Андерсон так никогда и не вступил в коммунистическую партию; более того, когда в 1933 г. президент Рузвельт предложил программу социального оздоровления более эффективную и менее рискованную, чем выдвинутая коммунистами, писатель незамедлительно и всецело принял ее.
Со времен кризиса в Элирии жизнь художника оставалась для Андерсона единственно возможной формой существования. Писательскому мастерству Андерсон жертвовал всем, в нем видел единственный смысл и оправдание собственной жизни; его не могли ни в коей мере заменить ни общественная активность, ни лекции, ни журналистика. Вместе с тем в конце 1930-х гг. Андерсон по-прежнему чувствовал, что это ремесло не дается ему, выскальзывает у него из рук.
Рассказывая о последних годах жизни Андерсона, Ирвин Хау пишет: «Все его друзья знали, что он сражается со своим демоном, хотя порой видели две совершенно разные стороны этой борьбы. Для большинства из них он был все тем же Андерсоном, которого они знали, человеком, не теряющим надежды, бодрым и пытливым; одному или двоим он казался окончательно побежденным, хотя и отказывающимся признать факт своего поражения. Доля правды была и в том и в другом. Черпая силы в удачном браке и защищенный стенами „Рипшина“ как никогда раньше, в свои последние годы он находил немало личного удовлетворения; в то же время он чувствовал, что его творческая жизнь обмелела, и это чувство приносило ему часы страшной подавленности. (…) Он чувствовал, что более молодые писатели обгоняют его, что критики, которые когда-то были доброжелательны, теперь придирчивы и нетерпеливы; Америка его не помнила»[154].
В 1936 г. Андерсон опубликовал свой последний роман «Кит Брэндон» («Kit Brandon»), произведение из жизни американских бутлегеров, где, несмотря на ряд блестяще написанных сцен, бросались в глаза и общая неоформленность замысла, и слабость технического исполнения. Роман не изменил сложившейся вокруг имени Андерсона ситуации, скорее наоборот, укрепил его репутацию писателя, талант которого окончательно иссяк.
- - - - - - -
**Что сделать**
- 1) В каком году, если верить тексту об Андерсоне, вышел его последний роман «Кит Брэндон»?
- 2) Подхватите текст об Андерсоне и допишите его дальше, начиная сразу после последнего предложения.

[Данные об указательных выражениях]
- - - - - - -
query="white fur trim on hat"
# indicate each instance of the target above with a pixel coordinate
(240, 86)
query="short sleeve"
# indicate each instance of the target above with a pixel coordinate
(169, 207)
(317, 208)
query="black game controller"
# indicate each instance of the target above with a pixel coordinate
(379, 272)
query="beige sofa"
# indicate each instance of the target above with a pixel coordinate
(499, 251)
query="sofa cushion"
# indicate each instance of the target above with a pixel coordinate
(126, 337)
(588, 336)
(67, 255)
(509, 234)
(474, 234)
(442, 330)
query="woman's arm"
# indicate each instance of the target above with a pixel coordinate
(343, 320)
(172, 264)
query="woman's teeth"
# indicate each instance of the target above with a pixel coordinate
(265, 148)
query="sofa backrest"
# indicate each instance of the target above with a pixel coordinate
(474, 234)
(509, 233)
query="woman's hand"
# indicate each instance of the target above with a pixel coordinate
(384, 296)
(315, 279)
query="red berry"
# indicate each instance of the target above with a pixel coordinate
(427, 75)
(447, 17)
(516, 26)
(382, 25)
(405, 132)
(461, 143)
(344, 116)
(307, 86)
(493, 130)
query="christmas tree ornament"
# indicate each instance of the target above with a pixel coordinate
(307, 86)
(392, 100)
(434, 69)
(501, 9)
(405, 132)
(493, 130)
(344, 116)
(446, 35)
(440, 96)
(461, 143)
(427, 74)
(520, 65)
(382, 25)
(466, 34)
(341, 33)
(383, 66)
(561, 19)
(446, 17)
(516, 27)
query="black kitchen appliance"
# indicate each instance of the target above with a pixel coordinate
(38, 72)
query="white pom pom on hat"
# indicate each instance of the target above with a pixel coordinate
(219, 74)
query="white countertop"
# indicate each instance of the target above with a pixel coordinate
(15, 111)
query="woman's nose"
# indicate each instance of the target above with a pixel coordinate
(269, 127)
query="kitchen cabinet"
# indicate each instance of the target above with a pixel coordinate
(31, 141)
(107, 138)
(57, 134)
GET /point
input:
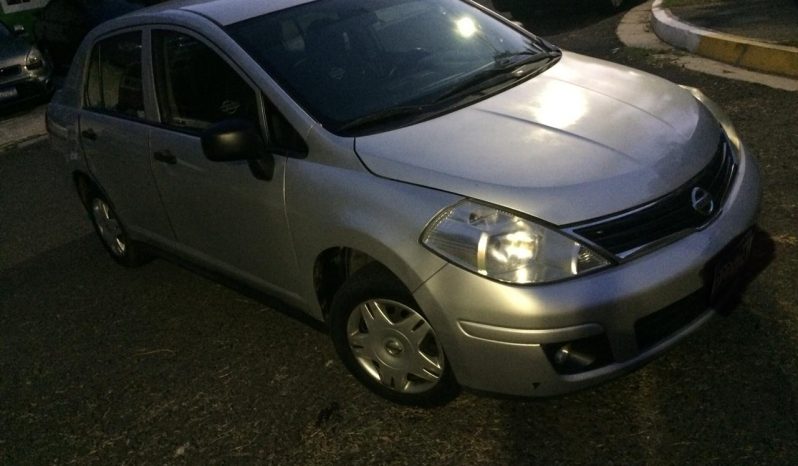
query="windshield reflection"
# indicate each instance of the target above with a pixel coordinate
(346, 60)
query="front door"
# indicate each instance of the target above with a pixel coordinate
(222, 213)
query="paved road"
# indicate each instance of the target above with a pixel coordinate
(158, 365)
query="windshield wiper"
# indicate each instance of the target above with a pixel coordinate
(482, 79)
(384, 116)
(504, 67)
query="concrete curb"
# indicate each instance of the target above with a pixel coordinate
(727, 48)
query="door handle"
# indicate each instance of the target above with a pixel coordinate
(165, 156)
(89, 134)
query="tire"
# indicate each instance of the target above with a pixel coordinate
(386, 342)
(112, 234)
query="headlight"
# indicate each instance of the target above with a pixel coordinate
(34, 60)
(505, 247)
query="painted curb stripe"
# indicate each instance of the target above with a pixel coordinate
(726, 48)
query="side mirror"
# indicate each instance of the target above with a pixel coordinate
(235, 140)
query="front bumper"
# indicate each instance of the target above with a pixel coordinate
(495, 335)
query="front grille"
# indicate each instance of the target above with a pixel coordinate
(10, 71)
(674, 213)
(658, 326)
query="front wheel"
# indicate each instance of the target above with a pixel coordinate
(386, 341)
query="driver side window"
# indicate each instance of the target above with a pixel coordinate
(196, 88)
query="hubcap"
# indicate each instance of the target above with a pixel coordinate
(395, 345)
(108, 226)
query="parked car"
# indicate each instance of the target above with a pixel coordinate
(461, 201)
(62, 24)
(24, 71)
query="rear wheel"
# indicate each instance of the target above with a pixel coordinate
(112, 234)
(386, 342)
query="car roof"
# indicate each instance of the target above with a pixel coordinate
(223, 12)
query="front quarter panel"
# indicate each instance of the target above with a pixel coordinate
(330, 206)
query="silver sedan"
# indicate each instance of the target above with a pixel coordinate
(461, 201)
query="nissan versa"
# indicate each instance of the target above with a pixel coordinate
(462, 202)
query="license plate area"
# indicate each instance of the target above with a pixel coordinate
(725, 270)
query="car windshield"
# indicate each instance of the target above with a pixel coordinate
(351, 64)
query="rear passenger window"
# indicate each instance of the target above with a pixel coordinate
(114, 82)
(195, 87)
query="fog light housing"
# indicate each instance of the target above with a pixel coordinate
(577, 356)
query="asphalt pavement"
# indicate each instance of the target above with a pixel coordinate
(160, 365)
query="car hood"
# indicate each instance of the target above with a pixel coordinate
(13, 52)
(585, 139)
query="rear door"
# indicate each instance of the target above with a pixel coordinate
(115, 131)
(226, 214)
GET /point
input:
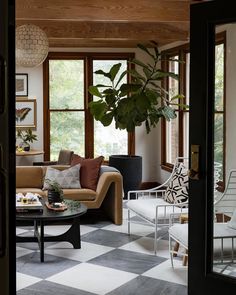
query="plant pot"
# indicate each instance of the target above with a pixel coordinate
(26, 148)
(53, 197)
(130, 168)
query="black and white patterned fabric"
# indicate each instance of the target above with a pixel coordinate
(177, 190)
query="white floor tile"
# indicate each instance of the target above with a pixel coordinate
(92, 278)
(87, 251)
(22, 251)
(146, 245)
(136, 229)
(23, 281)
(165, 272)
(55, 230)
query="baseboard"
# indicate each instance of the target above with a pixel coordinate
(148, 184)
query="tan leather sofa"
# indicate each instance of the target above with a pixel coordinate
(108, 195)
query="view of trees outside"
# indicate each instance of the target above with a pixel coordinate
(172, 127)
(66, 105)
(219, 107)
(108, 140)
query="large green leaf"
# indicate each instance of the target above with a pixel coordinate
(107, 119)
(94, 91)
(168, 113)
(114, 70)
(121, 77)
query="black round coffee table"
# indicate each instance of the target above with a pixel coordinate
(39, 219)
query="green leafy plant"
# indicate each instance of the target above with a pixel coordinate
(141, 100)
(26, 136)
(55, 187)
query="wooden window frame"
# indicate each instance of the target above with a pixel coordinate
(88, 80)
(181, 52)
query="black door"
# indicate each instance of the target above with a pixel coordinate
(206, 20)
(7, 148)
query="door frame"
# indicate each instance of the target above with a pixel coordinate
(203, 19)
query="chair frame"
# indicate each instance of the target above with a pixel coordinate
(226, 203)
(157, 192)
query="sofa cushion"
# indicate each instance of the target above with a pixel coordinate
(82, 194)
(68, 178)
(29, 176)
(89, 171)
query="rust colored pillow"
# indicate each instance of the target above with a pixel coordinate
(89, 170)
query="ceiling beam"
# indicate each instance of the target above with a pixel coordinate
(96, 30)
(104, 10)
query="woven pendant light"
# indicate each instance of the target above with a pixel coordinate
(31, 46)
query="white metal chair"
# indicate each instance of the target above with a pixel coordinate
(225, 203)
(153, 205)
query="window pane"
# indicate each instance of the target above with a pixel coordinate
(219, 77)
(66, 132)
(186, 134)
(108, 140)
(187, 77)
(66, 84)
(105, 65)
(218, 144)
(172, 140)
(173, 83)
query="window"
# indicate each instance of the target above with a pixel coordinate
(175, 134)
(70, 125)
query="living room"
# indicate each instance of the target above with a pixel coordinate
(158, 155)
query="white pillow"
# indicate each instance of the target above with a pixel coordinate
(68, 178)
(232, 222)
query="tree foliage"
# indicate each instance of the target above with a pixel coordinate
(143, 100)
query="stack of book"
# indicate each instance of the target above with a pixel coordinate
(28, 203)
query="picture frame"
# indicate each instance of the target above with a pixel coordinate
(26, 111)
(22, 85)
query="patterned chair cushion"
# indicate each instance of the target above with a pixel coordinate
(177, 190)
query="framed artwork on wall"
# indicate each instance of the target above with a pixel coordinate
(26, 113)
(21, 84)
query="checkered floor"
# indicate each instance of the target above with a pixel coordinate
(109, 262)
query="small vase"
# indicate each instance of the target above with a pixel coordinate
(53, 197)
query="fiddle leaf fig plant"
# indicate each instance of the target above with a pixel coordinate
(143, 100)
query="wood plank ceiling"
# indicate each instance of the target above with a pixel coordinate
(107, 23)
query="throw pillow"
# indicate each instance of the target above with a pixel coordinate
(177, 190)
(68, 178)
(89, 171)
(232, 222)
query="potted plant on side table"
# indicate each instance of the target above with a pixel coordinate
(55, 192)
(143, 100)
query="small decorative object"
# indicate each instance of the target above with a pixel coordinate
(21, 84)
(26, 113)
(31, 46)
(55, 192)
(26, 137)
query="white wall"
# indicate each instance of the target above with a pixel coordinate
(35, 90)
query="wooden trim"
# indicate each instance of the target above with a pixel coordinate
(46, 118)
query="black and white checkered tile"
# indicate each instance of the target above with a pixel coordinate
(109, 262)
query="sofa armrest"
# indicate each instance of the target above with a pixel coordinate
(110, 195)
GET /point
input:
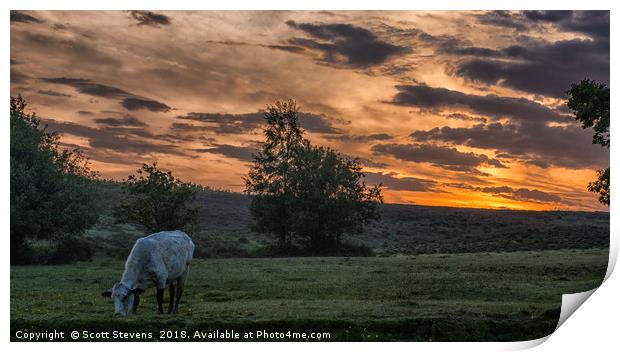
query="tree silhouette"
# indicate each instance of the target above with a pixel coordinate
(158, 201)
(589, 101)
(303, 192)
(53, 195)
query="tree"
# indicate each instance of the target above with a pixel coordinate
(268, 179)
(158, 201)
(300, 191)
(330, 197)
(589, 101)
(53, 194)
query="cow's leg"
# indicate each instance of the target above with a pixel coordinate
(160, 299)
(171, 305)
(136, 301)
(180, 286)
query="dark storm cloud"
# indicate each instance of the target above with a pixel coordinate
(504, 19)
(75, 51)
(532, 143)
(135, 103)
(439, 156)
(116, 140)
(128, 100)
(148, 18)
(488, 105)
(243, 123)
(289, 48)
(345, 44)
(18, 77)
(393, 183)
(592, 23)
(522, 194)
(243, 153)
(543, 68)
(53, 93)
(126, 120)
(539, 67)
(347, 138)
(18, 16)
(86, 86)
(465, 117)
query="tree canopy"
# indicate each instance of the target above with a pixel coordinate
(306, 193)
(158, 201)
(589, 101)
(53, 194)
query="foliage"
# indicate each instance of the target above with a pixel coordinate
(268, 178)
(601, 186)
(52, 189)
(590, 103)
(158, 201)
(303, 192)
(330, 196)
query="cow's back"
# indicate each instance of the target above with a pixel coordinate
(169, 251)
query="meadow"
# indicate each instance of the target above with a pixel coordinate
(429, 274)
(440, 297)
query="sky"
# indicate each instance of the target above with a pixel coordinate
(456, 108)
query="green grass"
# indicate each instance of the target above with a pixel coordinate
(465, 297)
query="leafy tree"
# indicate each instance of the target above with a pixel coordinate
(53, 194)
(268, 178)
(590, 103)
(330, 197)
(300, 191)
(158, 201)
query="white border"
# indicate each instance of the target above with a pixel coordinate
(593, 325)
- - - - - - -
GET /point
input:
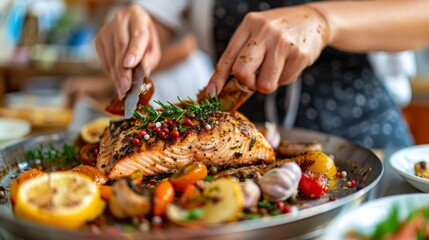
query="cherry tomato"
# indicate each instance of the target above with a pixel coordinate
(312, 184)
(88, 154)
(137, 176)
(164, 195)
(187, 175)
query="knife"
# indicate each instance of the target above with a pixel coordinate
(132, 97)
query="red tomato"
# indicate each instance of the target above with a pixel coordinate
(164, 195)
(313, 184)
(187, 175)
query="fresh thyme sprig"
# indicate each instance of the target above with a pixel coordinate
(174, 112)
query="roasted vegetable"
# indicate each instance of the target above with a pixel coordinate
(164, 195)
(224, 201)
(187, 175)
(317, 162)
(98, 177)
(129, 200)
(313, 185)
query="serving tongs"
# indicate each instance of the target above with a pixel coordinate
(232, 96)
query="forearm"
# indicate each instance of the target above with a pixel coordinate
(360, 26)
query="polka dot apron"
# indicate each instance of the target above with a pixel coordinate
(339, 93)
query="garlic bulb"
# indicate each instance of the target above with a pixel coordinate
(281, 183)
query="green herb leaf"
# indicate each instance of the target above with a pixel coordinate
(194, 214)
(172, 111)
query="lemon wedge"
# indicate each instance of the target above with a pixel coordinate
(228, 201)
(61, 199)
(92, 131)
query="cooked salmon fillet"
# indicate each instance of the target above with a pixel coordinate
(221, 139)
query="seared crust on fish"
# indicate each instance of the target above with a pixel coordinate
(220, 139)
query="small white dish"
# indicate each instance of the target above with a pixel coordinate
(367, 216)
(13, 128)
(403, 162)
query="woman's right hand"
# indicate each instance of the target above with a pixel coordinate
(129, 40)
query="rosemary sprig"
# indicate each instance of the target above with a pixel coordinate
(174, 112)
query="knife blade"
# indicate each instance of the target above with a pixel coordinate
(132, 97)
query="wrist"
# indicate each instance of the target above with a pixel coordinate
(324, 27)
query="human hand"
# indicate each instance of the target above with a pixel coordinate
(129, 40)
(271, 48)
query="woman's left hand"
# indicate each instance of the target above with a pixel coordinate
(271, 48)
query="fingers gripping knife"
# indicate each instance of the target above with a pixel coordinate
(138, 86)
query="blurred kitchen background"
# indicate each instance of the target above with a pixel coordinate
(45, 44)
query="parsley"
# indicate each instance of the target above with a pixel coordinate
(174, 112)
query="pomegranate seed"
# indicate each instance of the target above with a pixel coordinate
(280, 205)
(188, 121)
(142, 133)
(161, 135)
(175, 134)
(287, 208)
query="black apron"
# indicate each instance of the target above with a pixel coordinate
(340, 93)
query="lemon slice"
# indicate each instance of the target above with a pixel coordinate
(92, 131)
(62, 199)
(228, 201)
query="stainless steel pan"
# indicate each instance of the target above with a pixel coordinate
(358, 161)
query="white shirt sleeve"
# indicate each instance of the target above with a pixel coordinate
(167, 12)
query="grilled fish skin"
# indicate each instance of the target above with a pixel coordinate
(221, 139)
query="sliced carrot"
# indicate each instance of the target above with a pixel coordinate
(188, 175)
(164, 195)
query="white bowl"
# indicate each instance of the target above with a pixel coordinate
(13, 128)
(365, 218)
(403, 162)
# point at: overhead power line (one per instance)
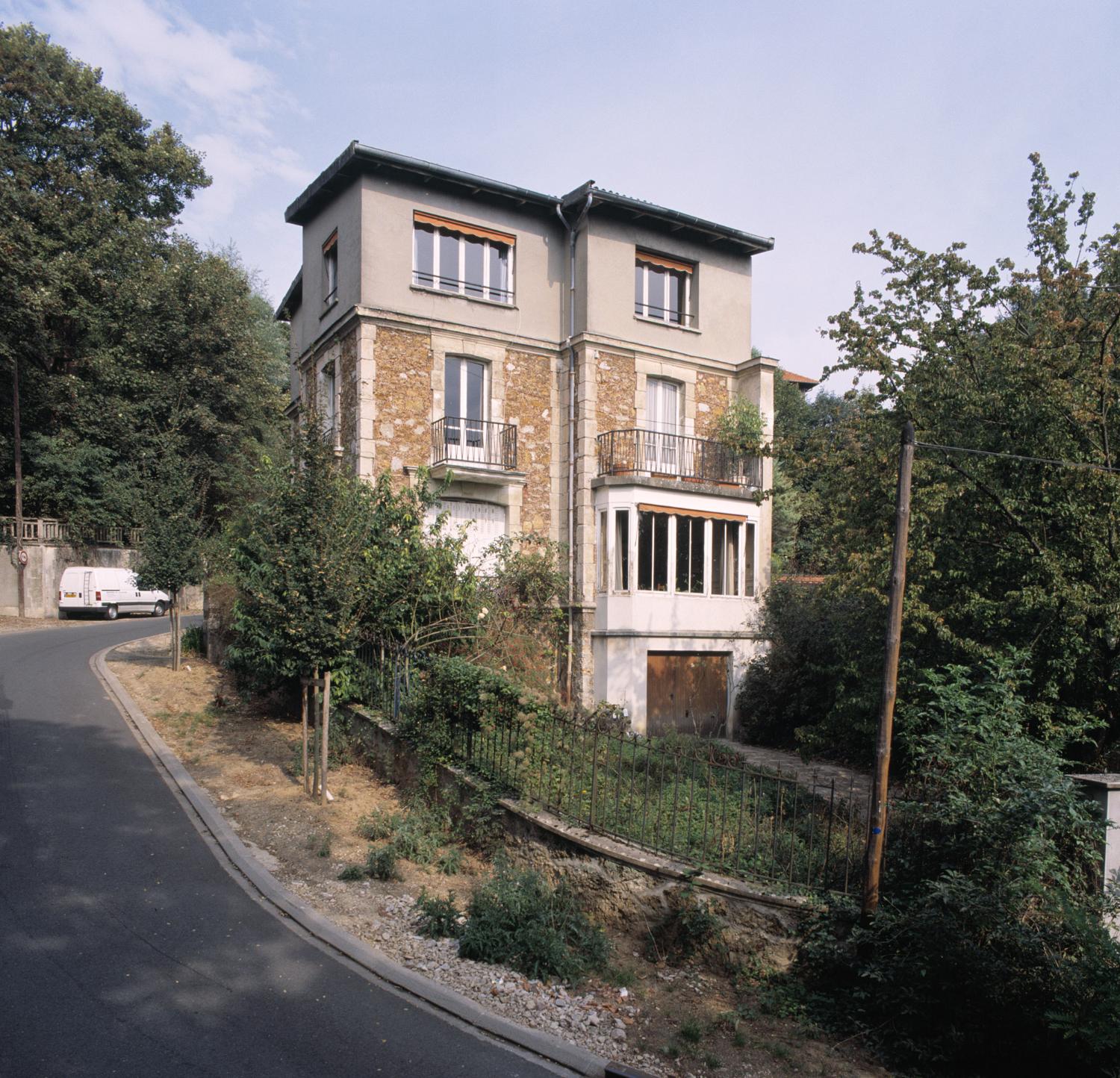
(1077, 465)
- - - - - - -
**Ответы по заданиям**
- 1) В 1936 году.

- 2)
Конец 1930-х гг. отмечен для Андерсона особо интенсивными поездками — как и прежде, путешествия по стране и за границу кажутся писателю средством уйти на время от самого себя, от гнетущих размышлений и выводов.
Смерть настигла Шервуда Андерсона в одном из таких путешествий. С перитонитом писатель был снят с борта парохода, следовавшего в Южную Америку, и 8 марта 1941 г. умер в военном госпитале г. Колона в Панаме.
Первые наброски романа «В ногу!» были сделаны Андерсоном в 1910–1912 гг. в Элирии. «Я написал „Уинди“ и „В ногу!“, и это спасло меня от безумия, — вспоминал Андерсон в письме Мариэтте Финли в декабре 1916 г. — Каждую ночь я пробирался к себе в комнату, чтобы писать. У меня не было никакого образования или подготовки. Мне в голову приходила мысль; „Я — средоточие духа своего времени, — шептал я себе. — Я невежествен, и так же невежественны все мои собратья; мне сейчас до жути, до сумасшествия тоскливо, и так же однажды вся Америка погрузится в тоску, граничащую с безумием“»[155].
Днем секретарша Андерсона перепечатывала написанное им за ночь; увлечение Андерсона сочинительством ни для кого из его знакомых в Элирии не составляло секрета. Известно, однако, что первыми, кто познакомился с рукописью «В ногу!» целиком, были его друзья Марко Морроу и Джордж Догерти, в свое время способствовавшие его карьере рекламного агента; весной 1913 г. в Чикаго, в отеле Шермана, Андерсон прочитал им роман, который Морроу и Догерти с воодушевлением одобрили.